Text shown
■ ■ ■ ■ ■
Just keep adding to the list as we go...then we can make a decision after a few days.

Good luck to everyone! Happy Hunting!


----------



## ladysedge (Jul 29, 2009)

Hi ladys....this is my first time in the ladys contest and I'm very excited about it. We are headed to Ontario for black bear on Sept.2nd and our deer season opens Sept. 15th. We went to the Mo. Dept. of Conservation today and got all of our deer tags...yeah. As far as names...here's a couple that I came up with last year. 

TAGGED OUT, NOCKED UP....i'll be thinking....how about SHE DEVILS or BOW DIVAS... Ok, i'll keep trying...LOL

Good luck to everyone...have a great season.
Diann


----------



## woodsbaby (Aug 10, 2009)

lol... i like reproduction reduction... thats original... Nocked up is funny too...

I'll at least get us a doe... this is my second year bowhunting and I learned alot of lessons from last year... also doubled the amount of private land I hunt by going door to door and asking... I screwed up shots on alot of big bucks last year due to my inexperience so this year should be the year... Maryland is a sleeper state for big bucks... (I hunt near where the Crutchfield buck was taken)


----------



## ohioB75wife (Jul 31, 2009)

I love "knocked up" and "Reproduction Reduction". Actully any of those will do. :tongue:


----------



## ohioB75wife (Jul 31, 2009)

Don't worry Woodsbay, I screwed up a lot last year too I lost a doe...we couldn't find her, she disappeared into thin air?! I also missed on a small buck. So I didn't get to "bring home the bacon".:set1_pot: Of course my husband (ohiohbowhunter75) did.


----------



## Alpha Doe (Feb 7, 2008)

Looks like we are only missing Backwoodsbarbie. I'll send her a pm. :wink:


----------



## Camo_Lady (Oct 20, 2009)

I'm ok with any of the names that have been thrown out. Checked my trail cams yesterday and saw a few shooters!!!! Getting really excited now.


----------



## woodsbaby (Aug 10, 2009)

it was hard but I think I'll cast my vote for Knocked up... it makes me giggle everytime I think about it...


----------



## ohioB75wife (Jul 31, 2009)

I too vote for "knocked up":thumbs_up


----------



## Alpha Doe (Feb 7, 2008)

knocked up...sounds good, just so it doesn't happen! :wink:


----------



## ladysedge (Jul 29, 2009)

I'm glad you ladys like Nocked Up....it is nock....like on an arrow. I think knock is like beat on a door...I think =)


----------



## Alpha Doe (Feb 7, 2008)

oh yeah! :wink:

Nocked Up...


----------



## Camo_Lady (Oct 20, 2009)

Nocked Up is good with me!


----------



## woodsbaby (Aug 10, 2009)

yeah... I never won the spelling bee...I was lucky if I made it to the second round... lol... 

nocked up :thumbs_up


Met a missionary from Africa(forget which country) Told me about a faux-pas he did when first coming to the US... Over there when they go visit they say they Knocked the person up... as in knock on their door... so you can imagine the trouble when he said he Knocked Sally up... or is going to Knock Sally up tomorrow...
■ ■ ■ ■ ■
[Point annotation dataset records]
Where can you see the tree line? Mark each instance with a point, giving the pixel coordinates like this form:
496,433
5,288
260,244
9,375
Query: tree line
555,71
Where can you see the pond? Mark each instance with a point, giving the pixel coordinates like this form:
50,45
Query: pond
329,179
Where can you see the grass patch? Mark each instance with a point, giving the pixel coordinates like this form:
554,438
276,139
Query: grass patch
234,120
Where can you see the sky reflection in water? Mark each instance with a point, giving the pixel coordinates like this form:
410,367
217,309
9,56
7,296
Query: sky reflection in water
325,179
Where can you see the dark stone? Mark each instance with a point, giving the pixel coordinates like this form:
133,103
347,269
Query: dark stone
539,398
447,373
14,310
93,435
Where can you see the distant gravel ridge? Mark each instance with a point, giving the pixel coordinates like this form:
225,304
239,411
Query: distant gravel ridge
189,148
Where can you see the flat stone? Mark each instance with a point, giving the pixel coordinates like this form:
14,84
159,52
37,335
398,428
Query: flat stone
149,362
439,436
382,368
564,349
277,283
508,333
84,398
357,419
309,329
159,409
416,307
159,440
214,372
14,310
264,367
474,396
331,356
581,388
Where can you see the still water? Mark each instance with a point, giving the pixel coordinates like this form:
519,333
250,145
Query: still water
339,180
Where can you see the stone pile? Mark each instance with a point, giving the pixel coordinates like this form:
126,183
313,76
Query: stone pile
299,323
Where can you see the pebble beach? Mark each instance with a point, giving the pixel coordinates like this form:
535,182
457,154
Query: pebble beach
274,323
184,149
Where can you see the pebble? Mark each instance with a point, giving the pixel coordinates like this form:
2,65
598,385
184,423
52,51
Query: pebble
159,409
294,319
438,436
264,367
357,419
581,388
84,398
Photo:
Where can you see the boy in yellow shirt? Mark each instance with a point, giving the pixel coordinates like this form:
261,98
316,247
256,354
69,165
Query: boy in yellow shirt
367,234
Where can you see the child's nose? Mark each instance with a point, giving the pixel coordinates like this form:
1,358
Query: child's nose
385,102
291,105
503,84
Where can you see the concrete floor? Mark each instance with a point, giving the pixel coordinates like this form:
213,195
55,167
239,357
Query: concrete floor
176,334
■ ■ ■ ■ ■
Work instructions
- A) From the thread about picking a bowhunting team name, return the passage that begins at the words "Hi ladys....this is" and stops after "with last year.".
- B) In the thread about picking a bowhunting team name, which state does woodsbaby call a sleeper state for big bucks?
- C) Extend the forum thread about picking a bowhunting team name, starting after its last post.

Answers for the tasks
- A)
Hi ladys....this is my first time in the ladys contest and I'm very excited about it. We are headed to Ontario for black bear on Sept.2nd and our deer season opens Sept. 15th. We went to the Mo. Dept. of Conservation today and got all of our deer tags...yeah. As far as names...here's a couple that I came up with last year.

- B) Maryland

- C)
----------



## Alpha Doe (Feb 7, 2008)

Ok I'm signing us up for Nocked Up!


----------



## ladysedge (Jul 29, 2009)

Went to the farm this weekend and got most everything ready for our trip. We leave the 2nd and won't be back until the 13th. We still have to load the 4 wheelers and ladder stands and that's about it. Missouri deer season opens 2 days after we get back so 
I'm real excited about September!!


----------



## Alpha Doe (Feb 7, 2008)

Good luck on the bear hunt! :thumbs_up


----------



## ohioB75wife (Jul 31, 2009)

Have fun, hope you get your bear:thumbs_up


----------



## backwoodsbarbie (Mar 9, 2010)

*knocked up*

hey gals! i love knocked up! thats an awesome name! i am supper excited! i am sure all of us ladies will do just great! even if we dont win, we are all still having a great time doing what we love! its not all about the contest! (though winning would be nice ) hope yall have a great season and lets keep each other posted! maybe it would be cool if we started our own forum post for our experiences this fall??? we can write blogs about our hunts! i think it would be fun! this is my first time doing this so im pretty excited! 

BACKWOODSBARBIE <3 (sarah)


----------



## backwoodsbarbie (Mar 9, 2010)

*knocked up*

ok so i have a idea, it may be a dumb one, but what if we made shirts??? i know none of us really see each other, but i think it would be fun! especially if we could come up with some cool design? ohhh and with it saying "knocked up" its sooooo funny! only archers would understand it... it would be just something fun! if not thats cool too! let me know and maybe i can come up with something really neat!


----------



## ohiobowhunter75 (Feb 21, 2007)

bump this for ya ladies


----------



## woodsbaby (Aug 10, 2009)

I'm trying some designs but I'm not that talented... shouldn't be hard to find a place to print them for us


----------



## Camo_Lady (Oct 20, 2009)

Shirts are cool with me...I don't have any good designs though.

So what has everyone been doing to get ready for season. Mine doesn't start to Sept 25th but it is approaching fast and I can't wait.


----------



## woodsbaby (Aug 10, 2009)

Camo_Lady said:


> Shirts are cool with me...I don't have any good designs though.
> 
> So what has everyone been doing to get ready for season. Mine doesn't start to Sept 25th but it is approaching fast and I can't wait.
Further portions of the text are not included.